Required action 1: In the article on the bovine TB survivor and the badger cull, how old was Brenda Barnes when she contracted the illness?
Required action 2: Reproduce the article on the bovine TB survivor and the badger cull word for word, from "Brenda Barnes, now" to "of the herd.".
Required action 3: Write the next part of the article on the bovine TB survivor and the badger cull, picking up after its final sentence.
─── Passage shown
Bovine TB survivor defends controversial badger cull
A Ramsbottom woman who contracted bovine TB and was confined to a hospital bed for nearly two years has spoken out in favour of the controversial badger cull.
Brenda Barnes, now aged 81, contracted the illness at the age of 22 after drinking infected, unpasteurised milk.
Months later she was told that if the disease had not been detected, she would either have died or been paralysed.
Under proposals, about 5,000 badgers are to be shot in the South West of England in an attempt to prevent the spread of the disease.
Bovine TB can be spread from badger to cattle through urine or faeces, but cows can also pass the disease on to other members of the herd.
Campaigners say the cull will be ineffective and have no impact on the disease, arguing that cattle-to -cattle transmission is more common, and that it will destroy communities of badgers in an inhumane way.
Mrs Barnes was living in London with her husband, Derek, and bought the milk from a local shop, and later fainted while travelling on the London Underground.
She said: “I was standing on the tube going to work, and I was looking at this man and thought, I couldn’t trust him as far as I could throw him, but he helped me up and got me a seat and then took me to work. I never got chance to thank him properly.”
──────
─── Data extracts
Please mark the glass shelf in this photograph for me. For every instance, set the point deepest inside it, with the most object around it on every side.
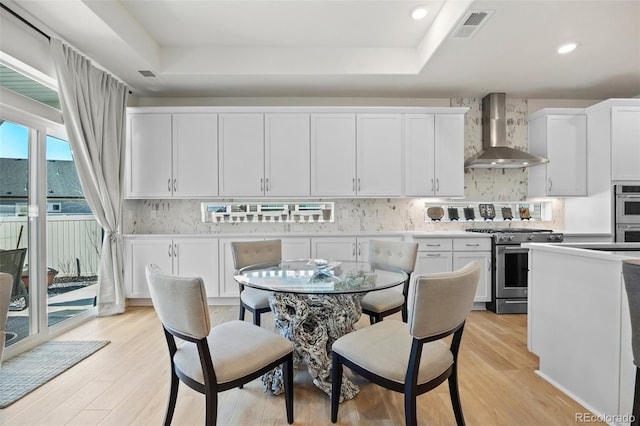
(268, 212)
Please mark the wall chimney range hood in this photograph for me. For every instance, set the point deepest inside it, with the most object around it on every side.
(495, 153)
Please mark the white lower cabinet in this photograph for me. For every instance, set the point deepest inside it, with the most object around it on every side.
(449, 254)
(292, 248)
(187, 257)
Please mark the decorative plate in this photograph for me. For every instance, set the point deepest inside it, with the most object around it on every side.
(507, 214)
(435, 213)
(524, 213)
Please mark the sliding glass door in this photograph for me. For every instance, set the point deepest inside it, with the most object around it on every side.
(74, 238)
(43, 216)
(14, 225)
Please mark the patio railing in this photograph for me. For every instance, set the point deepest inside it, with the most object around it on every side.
(73, 242)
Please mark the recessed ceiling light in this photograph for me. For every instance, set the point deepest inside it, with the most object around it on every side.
(566, 48)
(419, 13)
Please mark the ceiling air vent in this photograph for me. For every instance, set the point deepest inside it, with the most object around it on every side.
(471, 23)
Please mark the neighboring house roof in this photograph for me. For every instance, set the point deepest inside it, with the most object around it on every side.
(62, 179)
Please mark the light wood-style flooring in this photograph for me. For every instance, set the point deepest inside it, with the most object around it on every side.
(126, 383)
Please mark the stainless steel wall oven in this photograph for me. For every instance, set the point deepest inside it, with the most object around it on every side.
(627, 213)
(509, 280)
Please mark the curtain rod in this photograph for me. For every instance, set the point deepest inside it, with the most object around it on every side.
(29, 24)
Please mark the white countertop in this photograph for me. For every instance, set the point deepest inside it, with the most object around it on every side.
(610, 251)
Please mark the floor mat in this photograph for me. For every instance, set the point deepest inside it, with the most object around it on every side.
(28, 371)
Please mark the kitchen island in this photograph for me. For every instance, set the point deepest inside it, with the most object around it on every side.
(579, 326)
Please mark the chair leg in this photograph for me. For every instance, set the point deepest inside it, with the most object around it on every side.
(636, 401)
(455, 396)
(410, 409)
(211, 407)
(287, 376)
(173, 397)
(336, 386)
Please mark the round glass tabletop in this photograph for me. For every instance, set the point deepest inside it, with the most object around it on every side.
(317, 276)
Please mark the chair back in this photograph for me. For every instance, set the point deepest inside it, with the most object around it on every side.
(6, 283)
(247, 253)
(12, 262)
(180, 302)
(393, 253)
(440, 303)
(631, 274)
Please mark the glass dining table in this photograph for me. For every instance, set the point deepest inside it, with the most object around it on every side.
(314, 302)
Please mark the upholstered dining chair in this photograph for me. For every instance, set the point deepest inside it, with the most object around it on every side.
(631, 274)
(247, 253)
(6, 283)
(401, 255)
(212, 360)
(412, 358)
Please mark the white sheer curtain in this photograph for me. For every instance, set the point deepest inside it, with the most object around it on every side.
(94, 111)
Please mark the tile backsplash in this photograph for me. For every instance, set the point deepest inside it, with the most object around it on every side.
(369, 215)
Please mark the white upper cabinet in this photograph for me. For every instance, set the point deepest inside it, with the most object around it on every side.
(264, 155)
(241, 165)
(287, 155)
(172, 155)
(356, 154)
(449, 155)
(419, 151)
(149, 156)
(434, 155)
(209, 152)
(333, 155)
(379, 151)
(625, 143)
(560, 136)
(195, 155)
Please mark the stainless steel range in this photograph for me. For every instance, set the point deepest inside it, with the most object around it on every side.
(509, 286)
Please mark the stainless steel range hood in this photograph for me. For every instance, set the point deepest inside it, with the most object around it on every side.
(495, 153)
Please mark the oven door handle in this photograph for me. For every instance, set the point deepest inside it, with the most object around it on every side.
(512, 250)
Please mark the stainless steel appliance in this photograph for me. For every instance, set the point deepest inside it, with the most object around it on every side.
(509, 278)
(627, 213)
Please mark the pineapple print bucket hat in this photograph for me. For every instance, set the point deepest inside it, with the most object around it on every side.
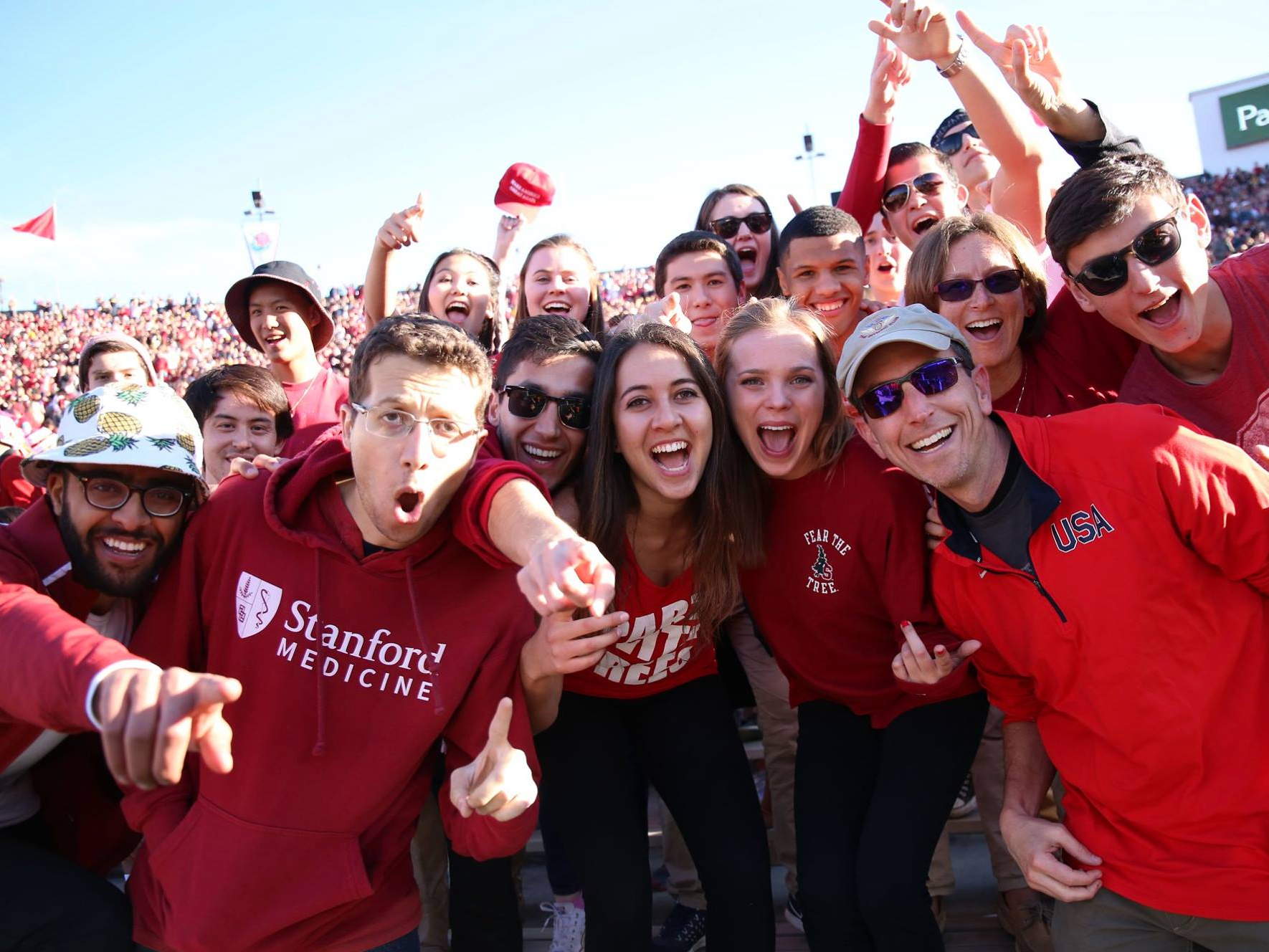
(126, 424)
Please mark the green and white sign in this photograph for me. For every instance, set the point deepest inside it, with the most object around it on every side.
(1245, 117)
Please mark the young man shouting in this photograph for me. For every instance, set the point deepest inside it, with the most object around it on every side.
(1132, 247)
(75, 571)
(1122, 603)
(363, 634)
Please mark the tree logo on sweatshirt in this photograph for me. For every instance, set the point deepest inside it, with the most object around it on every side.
(820, 578)
(822, 569)
(257, 603)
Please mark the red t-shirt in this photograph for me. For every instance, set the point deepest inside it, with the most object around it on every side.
(1078, 362)
(660, 645)
(314, 408)
(1235, 406)
(14, 490)
(845, 564)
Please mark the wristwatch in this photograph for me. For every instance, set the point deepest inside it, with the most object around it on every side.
(957, 64)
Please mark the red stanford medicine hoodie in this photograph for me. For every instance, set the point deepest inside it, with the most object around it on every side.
(353, 668)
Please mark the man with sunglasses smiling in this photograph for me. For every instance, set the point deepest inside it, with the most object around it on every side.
(974, 163)
(75, 573)
(541, 409)
(1132, 245)
(364, 634)
(1114, 566)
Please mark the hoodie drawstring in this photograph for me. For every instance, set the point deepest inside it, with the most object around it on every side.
(418, 632)
(320, 744)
──────
Exercise result 1: She was 22.

Exercise result 2:
Brenda Barnes, now aged 81, contracted the illness at the age of 22 after drinking infected, unpasteurised milk.
Months later she was told that if the disease had not been detected, she would either have died or been paralysed.
Under proposals, about 5,000 badgers are to be shot in the South West of England in an attempt to prevent the spread of the disease.
Bovine TB can be spread from badger to cattle through urine or faeces, but cows can also pass the disease on to other members of the herd.

Exercise result 3:
Mrs Barnes was admitted to hospital aged 22, and left two months before her 25th birthday.
The illness was so debilitating she could not leave the hospital bed, and after being discharged, she had to wear two steel plates fitted to her spine, and had to learn to walk again.
Mrs Barnes, who has four children, six grandchildren and five great-grandchildren, says human life should be prioritised to prevent the spread the disease spreading. She said: “I love animals, don’t get me wrong. I have had dogs, cats, rabbits, you name it, but I would rather they cull the badgers than people suffer what I went through.”
Bovine tuberculosis can infect humans mainly through drinking unpasteurised milk or dairy products. In rarer cases, infection can occur if people come into close contact with animals and inhale aerosol droplets containing bacteria.
Mrs Barnes, originally from Shaw in Oldham, moved to London in her early 20s and moved to Ramsbottom in 1997.
She was married to Derek for 50 years before he died in 2009.
The current badger cull in the South West is a pilot scheme, and the Government may extend it across the country if it is successful.